◆ Given request 1 ◆
From the listing, pull out every line that contains the word "cliff" and copy each one.

◆ Document section ◆

Skip to content

Conversation

@mauroporras
Copy link

@mauroporras mauroporras commented Oct 24, 2025

Summary

This PR adds a new selection-word-chars configuration option that allows users to customize which characters mark word boundaries during text selection operations (double-click, word selection, etc.).

Motivation

This's been on my wishlist for a while. Inspired by #9069 which added semicolon as a hardcoded word boundary, this PR takes the concept further by making word boundaries fully configurable. Different workflows and use cases benefit from different boundary characters - SQL developers might want semicolons as boundaries, while others working with file paths or URLs might prefer different settings.

This approach is similar to zsh's WORDCHARS environment variable, giving users fine-grained control over text selection behavior.

◆ Exercise materials ◆
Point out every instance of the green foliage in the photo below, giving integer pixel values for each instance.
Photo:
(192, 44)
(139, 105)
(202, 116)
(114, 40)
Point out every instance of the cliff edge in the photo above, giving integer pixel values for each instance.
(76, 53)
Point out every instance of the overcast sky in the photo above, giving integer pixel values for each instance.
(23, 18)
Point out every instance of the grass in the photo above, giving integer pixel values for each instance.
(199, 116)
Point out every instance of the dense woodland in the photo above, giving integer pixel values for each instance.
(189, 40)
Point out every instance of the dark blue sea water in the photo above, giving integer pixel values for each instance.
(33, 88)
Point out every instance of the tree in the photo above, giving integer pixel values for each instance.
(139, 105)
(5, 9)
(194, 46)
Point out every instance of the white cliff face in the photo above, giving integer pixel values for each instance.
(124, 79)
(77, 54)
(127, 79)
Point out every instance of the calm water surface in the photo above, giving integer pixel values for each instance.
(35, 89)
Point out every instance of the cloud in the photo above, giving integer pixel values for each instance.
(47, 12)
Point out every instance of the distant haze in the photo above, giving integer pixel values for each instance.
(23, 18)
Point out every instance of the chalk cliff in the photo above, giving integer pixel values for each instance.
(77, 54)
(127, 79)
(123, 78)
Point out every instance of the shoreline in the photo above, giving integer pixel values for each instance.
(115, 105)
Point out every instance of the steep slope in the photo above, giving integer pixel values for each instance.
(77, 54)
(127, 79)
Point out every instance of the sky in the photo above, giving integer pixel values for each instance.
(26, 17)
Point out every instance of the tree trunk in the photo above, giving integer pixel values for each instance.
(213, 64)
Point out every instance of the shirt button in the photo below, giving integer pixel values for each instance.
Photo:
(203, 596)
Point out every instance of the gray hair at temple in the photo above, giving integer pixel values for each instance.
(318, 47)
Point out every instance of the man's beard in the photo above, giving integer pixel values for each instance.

◆ Given request 2 ◆
In the pull request description, quote everything from "This PR adds" down to "text selection behavior." word for word.

◆ Worked answer 1 ◆
Point out every instance of the cliff edge in the photo above, giving integer pixel values for each instance.
Point out every instance of the white cliff face in the photo above, giving integer pixel values for each instance.
Point out every instance of the chalk cliff in the photo above, giving integer pixel values for each instance.

◆ Worked answer 2 ◆
This PR adds a new selection-word-chars configuration option that allows users to customize which characters mark word boundaries during text selection operations (double-click, word selection, etc.).

Motivation

This's been on my wishlist for a while. Inspired by #9069 which added semicolon as a hardcoded word boundary, this PR takes the concept further by making word boundaries fully configurable. Different workflows and use cases benefit from different boundary characters - SQL developers might want semicolons as boundaries, while others working with file paths or URLs might prefer different settings.

This approach is similar to zsh's WORDCHARS environment variable, giving users fine-grained control over text selection behavior.